Mustafa Barghouthi, da Iniciativa Nacional Palestina, acompanhando o caso palestino diante do Tribunal Penal Internacional (TPI), mostrou a uma delegação brasileira que visitou a Cisjordânia em abril deste ano dezenas de fotos que evidenciam a devastação e o uso de “bombas de barril” – que causam dano indiscriminado – pelas forças israelenses. Este é exemplo dos crimes de guerra de que é acusado o Exército de Israel, uma vez que o princípio de discriminação dos “alvos” é fundamental no Direito Internacional Humanitário, aquele que regula a guerra.
A juíza Mary McGowan Davis, chefe da comissão de inquérito, considerou que “a extensão da devastação e o sofrimento humano em Gaza foram inéditos e impactarão as gerações futuras.” Na semana passada, o Conselho de Direitos Humanos da ONU aprovou uma resolução – com apenas um voto negativo, o dos EUA – em consequência do relatório publicado em 22 de junho, sobre a situação na Faixa de Gaza, Cisjordânia e Jerusalém Leste.
Todos os membros europeus do Conselho, inclusive o Reino Unido, França e Alemanha, votaram a favor do documento, que enfatiza “a necessidade de garantir-se que todos os responsáveis por violações do direito internacional humanitário e dos direitos humanos internacionais sejam responsabilizados, através de mecanismos de justiça penal apropriados, imparciais e independentes, domésticos ou internacionais.”

————————

◆ Lista de tarefas
a. Responda com base no trecho:
(i) Em que mês a delegação brasileira visitou a Cisjordânia?
(ii) Quem chefiava a comissão de inquérito?
(iii) Qual país deu o único voto negativo à resolução do Conselho de Direitos Humanos da ONU?
b. Reproduza a parte do trecho que começa em "A juíza Mary" e termina em "e Jerusalém Leste.".
Os itens não têm nenhum papel nesta atividade.

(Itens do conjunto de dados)

————————

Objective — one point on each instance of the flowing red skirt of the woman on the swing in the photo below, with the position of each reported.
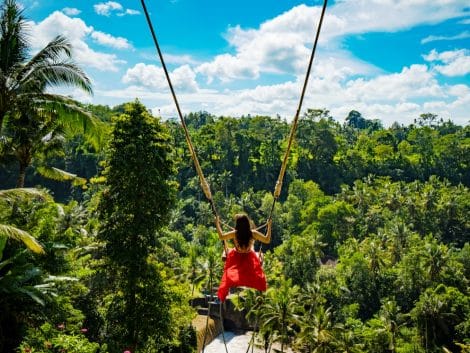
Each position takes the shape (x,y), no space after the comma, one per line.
(242,269)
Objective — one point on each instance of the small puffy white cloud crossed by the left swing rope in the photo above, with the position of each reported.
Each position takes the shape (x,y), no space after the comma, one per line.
(183,78)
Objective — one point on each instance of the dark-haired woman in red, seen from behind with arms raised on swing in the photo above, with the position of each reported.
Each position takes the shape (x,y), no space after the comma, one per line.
(242,265)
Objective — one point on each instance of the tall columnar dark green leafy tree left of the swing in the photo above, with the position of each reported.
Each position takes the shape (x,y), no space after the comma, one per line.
(134,206)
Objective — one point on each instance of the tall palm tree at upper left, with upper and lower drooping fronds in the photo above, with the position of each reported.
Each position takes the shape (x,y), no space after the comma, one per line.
(29,115)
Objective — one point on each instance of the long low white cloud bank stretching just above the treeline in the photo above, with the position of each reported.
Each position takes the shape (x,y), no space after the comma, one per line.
(392,97)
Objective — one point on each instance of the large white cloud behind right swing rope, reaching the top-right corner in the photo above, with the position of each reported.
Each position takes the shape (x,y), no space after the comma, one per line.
(283,44)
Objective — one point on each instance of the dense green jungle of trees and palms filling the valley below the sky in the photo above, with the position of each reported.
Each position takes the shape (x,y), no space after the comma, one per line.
(106,237)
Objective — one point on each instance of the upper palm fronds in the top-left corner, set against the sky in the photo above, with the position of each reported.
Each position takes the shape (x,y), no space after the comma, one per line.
(26,81)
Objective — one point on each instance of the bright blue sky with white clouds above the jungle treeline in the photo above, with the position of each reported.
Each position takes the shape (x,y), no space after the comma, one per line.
(388,59)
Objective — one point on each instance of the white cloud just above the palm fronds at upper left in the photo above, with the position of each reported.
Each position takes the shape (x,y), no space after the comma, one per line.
(76,30)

————————

◆ Resultados do exercício
a.
(i) Em abril.
(ii) A juíza Mary McGowan Davis.
(iii) Os EUA.

b.
A juíza Mary McGowan Davis, chefe da comissão de inquérito, considerou que “a extensão da devastação e o sofrimento humano em Gaza foram inéditos e impactarão as gerações futuras.” Na semana passada, o Conselho de Direitos Humanos da ONU aprovou uma resolução – com apenas um voto negativo, o dos EUA – em consequência do relatório publicado em 22 de junho, sobre a situação na Faixa de Gaza, Cisjordânia e Jerusalém Leste.